Textauszug =
┏━━

Als Folge der intensiven Arbeit mit der Geschichte habe ich dann überlegt, selbst Regie zu führen. Meine Produktionspartner Thomas Gottschall, Mike Werner und Hubert Denk stimmten dem freudig zu – und der Rest ist ab sofort im Kino zu sehen (schmunzelt).
„Dank Landluft ist der Film noch stimmungsvoller“
Wie lange hat der Dreh gedauert, wie lange die Fertigstellung des Films? Und: An welchen Orten habt ihr gedreht?
Die Dreharbeiten fanden von September bis Oktober 2018 an insgesamt 26 Drehtagen statt. Gedreht haben wir im Landkreis Passau in den Gemeinden Aicha vorm Wald, Alkofen, Eging am See, Tittling, Hutthurm und Windorf. Zudem waren wir in Waldkirchen zugange. Im Januar 2019 haben mein Münchner Kollege Tobias Beul und ich angefangen zu schneiden und in Blöcken an der Montage der Geschichte gearbeitet.

┗━━

Quellenmaterial =
┏━━

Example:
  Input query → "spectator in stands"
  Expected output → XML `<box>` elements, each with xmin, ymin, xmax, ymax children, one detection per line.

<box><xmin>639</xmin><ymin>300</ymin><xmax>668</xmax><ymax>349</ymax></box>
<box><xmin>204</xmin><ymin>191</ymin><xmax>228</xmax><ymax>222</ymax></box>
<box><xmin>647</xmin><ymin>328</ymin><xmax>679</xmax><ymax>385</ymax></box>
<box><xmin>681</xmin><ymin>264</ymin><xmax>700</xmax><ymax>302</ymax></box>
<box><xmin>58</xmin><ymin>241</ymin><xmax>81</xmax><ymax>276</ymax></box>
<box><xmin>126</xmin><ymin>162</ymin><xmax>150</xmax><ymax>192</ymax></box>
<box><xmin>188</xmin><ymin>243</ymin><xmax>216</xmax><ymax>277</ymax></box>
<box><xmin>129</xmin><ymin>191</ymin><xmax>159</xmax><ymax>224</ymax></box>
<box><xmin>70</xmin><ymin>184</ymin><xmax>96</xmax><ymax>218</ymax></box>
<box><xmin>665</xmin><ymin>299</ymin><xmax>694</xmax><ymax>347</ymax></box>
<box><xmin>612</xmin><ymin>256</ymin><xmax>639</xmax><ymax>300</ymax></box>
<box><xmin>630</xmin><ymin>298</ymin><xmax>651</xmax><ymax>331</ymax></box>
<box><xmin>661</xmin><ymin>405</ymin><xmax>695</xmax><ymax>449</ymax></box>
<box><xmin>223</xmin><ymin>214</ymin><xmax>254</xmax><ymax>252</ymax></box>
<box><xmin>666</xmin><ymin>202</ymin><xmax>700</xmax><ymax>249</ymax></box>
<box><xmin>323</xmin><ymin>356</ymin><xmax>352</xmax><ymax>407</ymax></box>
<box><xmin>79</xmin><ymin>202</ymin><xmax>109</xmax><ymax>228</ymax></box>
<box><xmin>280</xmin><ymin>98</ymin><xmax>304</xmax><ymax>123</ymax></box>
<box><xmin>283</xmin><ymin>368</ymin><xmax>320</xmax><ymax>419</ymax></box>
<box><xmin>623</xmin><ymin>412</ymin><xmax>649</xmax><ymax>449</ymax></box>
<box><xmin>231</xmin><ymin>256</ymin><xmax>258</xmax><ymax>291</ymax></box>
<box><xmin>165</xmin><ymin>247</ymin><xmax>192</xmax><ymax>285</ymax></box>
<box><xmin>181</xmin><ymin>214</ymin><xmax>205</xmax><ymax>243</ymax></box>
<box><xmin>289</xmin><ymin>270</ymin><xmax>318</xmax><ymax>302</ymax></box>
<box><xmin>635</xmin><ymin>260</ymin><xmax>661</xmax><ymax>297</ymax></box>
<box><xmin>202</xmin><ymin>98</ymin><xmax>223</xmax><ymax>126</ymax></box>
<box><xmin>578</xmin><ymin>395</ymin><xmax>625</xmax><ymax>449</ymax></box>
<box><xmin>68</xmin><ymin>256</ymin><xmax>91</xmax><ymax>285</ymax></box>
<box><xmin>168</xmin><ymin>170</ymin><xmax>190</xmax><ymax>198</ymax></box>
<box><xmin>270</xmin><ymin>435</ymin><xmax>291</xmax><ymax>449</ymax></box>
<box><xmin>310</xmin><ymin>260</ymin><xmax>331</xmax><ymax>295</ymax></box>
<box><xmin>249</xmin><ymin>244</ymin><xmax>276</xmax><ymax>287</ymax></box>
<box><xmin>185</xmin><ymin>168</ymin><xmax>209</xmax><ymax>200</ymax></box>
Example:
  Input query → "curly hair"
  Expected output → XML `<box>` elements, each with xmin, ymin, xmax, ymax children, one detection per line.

┗━━

Aufgabenstellung 1 =
Gib bitte den Abschnitt des Textauszugs von „Als Folge der“ bis „zu sehen (schmunzelt).“ wieder und ersetze dabei „Kino“ durch „Lichtspielhaus“.
Aufgabenstellung 2 =
Wähle jede Zeile der Datensätze aus, in der die Zeichenfolge „Input“ vorkommt, und gib sie wieder. Groß- und Kleinschreibung sind zu beachten.

Lösung 1 =
Als Folge der intensiven Arbeit mit der Geschichte habe ich dann überlegt, selbst Regie zu führen. Meine Produktionspartner Thomas Gottschall, Mike Werner und Hubert Denk stimmten dem freudig zu – und der Rest ist ab sofort im Lichtspielhaus zu sehen (schmunzelt).

Lösung 2 =
  Input query → "spectator in stands"
  Input query → "curly hair"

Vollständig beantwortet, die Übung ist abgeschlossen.